Aufgabenbeschreibung
Gib bitte sämtliche Zeilen unten Wort für Wort unverändert aus.

Bereitgestelltes Material

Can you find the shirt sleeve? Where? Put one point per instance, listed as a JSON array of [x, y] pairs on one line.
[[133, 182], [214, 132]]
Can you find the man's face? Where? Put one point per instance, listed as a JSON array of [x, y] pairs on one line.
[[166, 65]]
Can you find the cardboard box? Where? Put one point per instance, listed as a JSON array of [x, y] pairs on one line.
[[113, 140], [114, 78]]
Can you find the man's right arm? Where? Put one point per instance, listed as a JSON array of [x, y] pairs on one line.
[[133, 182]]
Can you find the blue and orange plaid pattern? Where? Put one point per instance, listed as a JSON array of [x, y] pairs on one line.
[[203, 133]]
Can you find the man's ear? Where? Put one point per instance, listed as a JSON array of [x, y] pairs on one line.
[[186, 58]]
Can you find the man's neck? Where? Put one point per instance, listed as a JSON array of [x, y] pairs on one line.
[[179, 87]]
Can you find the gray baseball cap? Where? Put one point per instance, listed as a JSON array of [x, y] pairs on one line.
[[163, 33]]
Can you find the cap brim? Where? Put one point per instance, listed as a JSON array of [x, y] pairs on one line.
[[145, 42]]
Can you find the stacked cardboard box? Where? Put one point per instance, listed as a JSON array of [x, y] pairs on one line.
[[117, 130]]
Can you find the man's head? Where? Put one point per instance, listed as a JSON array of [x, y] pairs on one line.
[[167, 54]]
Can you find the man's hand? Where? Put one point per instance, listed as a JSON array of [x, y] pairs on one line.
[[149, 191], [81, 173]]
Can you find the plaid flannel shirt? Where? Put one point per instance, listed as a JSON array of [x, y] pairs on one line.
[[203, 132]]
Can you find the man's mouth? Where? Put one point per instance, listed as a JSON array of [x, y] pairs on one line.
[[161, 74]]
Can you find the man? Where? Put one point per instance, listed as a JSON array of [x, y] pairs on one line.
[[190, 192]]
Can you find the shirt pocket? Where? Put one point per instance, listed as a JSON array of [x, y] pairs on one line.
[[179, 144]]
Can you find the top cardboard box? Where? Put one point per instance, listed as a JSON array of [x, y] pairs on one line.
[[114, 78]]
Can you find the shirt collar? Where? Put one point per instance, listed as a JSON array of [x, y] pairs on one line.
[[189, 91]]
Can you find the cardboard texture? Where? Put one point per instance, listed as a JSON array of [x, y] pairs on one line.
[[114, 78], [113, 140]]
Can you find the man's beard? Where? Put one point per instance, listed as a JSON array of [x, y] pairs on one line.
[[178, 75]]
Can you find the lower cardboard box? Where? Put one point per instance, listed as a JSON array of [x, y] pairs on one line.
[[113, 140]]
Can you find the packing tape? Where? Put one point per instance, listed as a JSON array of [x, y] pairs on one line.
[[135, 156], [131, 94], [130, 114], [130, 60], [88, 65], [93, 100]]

Lösung
Can you find the shirt sleeve? Where? Put one point per instance, listed as a JSON array of [x, y] pairs on one line.
[[133, 182], [214, 132]]
Can you find the man's face? Where? Put one point per instance, listed as a JSON array of [x, y] pairs on one line.
[[166, 65]]
Can you find the cardboard box? Where? Put one point per instance, listed as a JSON array of [x, y] pairs on one line.
[[113, 140], [114, 78]]
Can you find the man's right arm? Where? Put one point per instance, listed as a JSON array of [x, y] pairs on one line.
[[133, 182]]
Can you find the blue and orange plaid pattern? Where? Put one point per instance, listed as a JSON array of [x, y] pairs on one line.
[[203, 133]]
Can you find the man's ear? Where? Put one point per instance, listed as a JSON array of [x, y] pairs on one line.
[[186, 58]]
Can you find the man's neck? Where? Put one point per instance, listed as a JSON array of [x, y] pairs on one line.
[[179, 87]]
Can you find the gray baseball cap? Where? Put one point per instance, listed as a JSON array of [x, y] pairs on one line.
[[163, 33]]
Can you find the cap brim? Where? Put one point per instance, listed as a JSON array of [x, y] pairs on one line.
[[145, 42]]
Can you find the stacked cardboard box? Where? Put one point per instance, listed as a JSON array of [x, y] pairs on one line.
[[117, 130]]
Can you find the man's head? Where? Put one point per instance, listed as a JSON array of [x, y] pairs on one line.
[[167, 54]]
Can you find the man's hand? Where? Put one point per instance, listed as a JSON array of [x, y] pairs on one line.
[[149, 191], [81, 173]]
Can you find the plaid flannel shirt? Where? Put one point per instance, listed as a JSON array of [x, y] pairs on one line.
[[203, 132]]
Can you find the man's mouth? Where? Put one point per instance, listed as a JSON array of [x, y] pairs on one line.
[[161, 74]]
Can you find the man? Where? Put one point per instance, listed as a JSON array of [x, y] pairs on one line.
[[190, 192]]
Can you find the shirt pocket? Where? Put one point per instance, listed as a JSON array of [x, y] pairs on one line.
[[179, 144]]
Can you find the top cardboard box? Where? Put one point per instance, listed as a JSON array of [x, y] pairs on one line.
[[114, 78]]
Can you find the shirt collar? Where? Put one point per instance, listed as a JSON array of [x, y] pairs on one line.
[[189, 91]]
Can you find the cardboard texture? Where? Put one point per instance, listed as a JSON array of [x, y] pairs on one line.
[[114, 78], [113, 140]]
Can you find the man's beard? Where? Put one point per instance, listed as a JSON array of [x, y] pairs on one line.
[[178, 75]]
Can you find the lower cardboard box? Where? Put one point per instance, listed as a JSON array of [x, y] pairs on one line.
[[113, 140]]
Can you find the packing tape? Where? Put one point per instance, listed as a JSON array of [x, y] pairs on one line.
[[135, 156], [131, 94], [130, 114], [130, 60], [88, 65], [93, 100]]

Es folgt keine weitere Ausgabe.